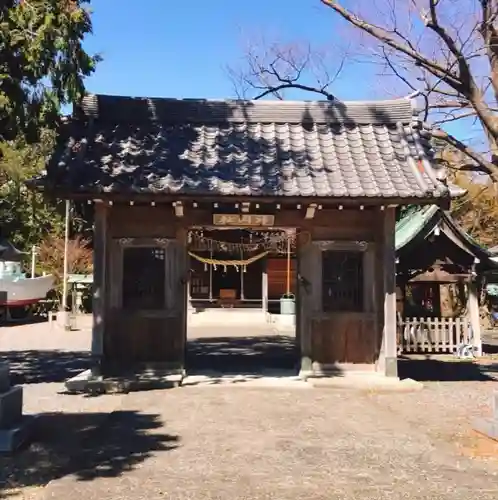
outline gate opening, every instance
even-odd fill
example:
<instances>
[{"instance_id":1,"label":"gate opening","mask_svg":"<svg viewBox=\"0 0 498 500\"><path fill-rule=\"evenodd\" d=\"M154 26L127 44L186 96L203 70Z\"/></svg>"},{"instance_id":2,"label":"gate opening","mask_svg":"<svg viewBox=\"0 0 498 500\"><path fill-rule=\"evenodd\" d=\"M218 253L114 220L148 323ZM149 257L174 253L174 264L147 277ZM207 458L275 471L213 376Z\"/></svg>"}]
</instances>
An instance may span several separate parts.
<instances>
[{"instance_id":1,"label":"gate opening","mask_svg":"<svg viewBox=\"0 0 498 500\"><path fill-rule=\"evenodd\" d=\"M189 373L297 371L296 232L193 228L188 234Z\"/></svg>"}]
</instances>

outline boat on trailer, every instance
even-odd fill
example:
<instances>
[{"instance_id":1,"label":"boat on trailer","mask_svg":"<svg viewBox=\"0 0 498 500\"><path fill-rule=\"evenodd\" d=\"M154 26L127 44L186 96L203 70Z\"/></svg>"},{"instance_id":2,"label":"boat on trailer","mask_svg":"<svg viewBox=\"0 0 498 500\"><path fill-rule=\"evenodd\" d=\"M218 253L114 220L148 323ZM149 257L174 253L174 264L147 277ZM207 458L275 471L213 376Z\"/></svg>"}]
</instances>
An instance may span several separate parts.
<instances>
[{"instance_id":1,"label":"boat on trailer","mask_svg":"<svg viewBox=\"0 0 498 500\"><path fill-rule=\"evenodd\" d=\"M0 240L0 306L30 306L43 300L54 286L52 275L28 277L22 272L25 253Z\"/></svg>"}]
</instances>

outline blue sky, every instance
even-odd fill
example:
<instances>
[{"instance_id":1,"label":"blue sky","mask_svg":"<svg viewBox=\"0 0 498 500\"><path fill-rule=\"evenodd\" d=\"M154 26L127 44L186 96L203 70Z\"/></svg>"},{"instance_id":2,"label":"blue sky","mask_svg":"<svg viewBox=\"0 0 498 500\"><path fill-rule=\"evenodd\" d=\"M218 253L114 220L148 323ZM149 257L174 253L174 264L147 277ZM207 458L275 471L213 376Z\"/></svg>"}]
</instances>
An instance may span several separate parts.
<instances>
[{"instance_id":1,"label":"blue sky","mask_svg":"<svg viewBox=\"0 0 498 500\"><path fill-rule=\"evenodd\" d=\"M95 93L234 97L226 66L240 62L247 40L264 35L333 50L337 29L335 16L318 0L93 0L91 5L94 36L85 45L104 58L87 81ZM336 82L341 99L371 94L364 71Z\"/></svg>"},{"instance_id":2,"label":"blue sky","mask_svg":"<svg viewBox=\"0 0 498 500\"><path fill-rule=\"evenodd\" d=\"M345 41L340 20L318 0L93 0L91 6L94 35L85 47L103 57L86 82L93 93L233 98L226 67L242 64L248 41L304 41L328 51L332 65L340 59L338 43ZM391 97L376 71L349 64L331 90L342 100ZM468 125L450 131L475 136Z\"/></svg>"}]
</instances>

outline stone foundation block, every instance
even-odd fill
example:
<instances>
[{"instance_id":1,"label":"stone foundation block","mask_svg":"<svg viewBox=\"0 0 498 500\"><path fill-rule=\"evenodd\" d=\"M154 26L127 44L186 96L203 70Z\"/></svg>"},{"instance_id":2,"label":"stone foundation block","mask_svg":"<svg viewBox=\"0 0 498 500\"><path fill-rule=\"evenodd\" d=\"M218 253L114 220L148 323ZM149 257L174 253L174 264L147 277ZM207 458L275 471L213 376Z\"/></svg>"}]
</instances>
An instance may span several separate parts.
<instances>
[{"instance_id":1,"label":"stone foundation block","mask_svg":"<svg viewBox=\"0 0 498 500\"><path fill-rule=\"evenodd\" d=\"M16 385L0 394L0 429L9 429L22 418L22 387Z\"/></svg>"},{"instance_id":2,"label":"stone foundation block","mask_svg":"<svg viewBox=\"0 0 498 500\"><path fill-rule=\"evenodd\" d=\"M10 389L10 374L8 361L0 361L0 393Z\"/></svg>"},{"instance_id":3,"label":"stone foundation block","mask_svg":"<svg viewBox=\"0 0 498 500\"><path fill-rule=\"evenodd\" d=\"M21 447L33 433L35 415L25 415L10 429L0 429L0 453L12 453Z\"/></svg>"}]
</instances>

Required action - Wherever a line of the records above contains the string "every", copy that line out.

Answer space -
outline gate opening, every instance
outline boat on trailer, every instance
outline blue sky, every instance
outline stone foundation block, every instance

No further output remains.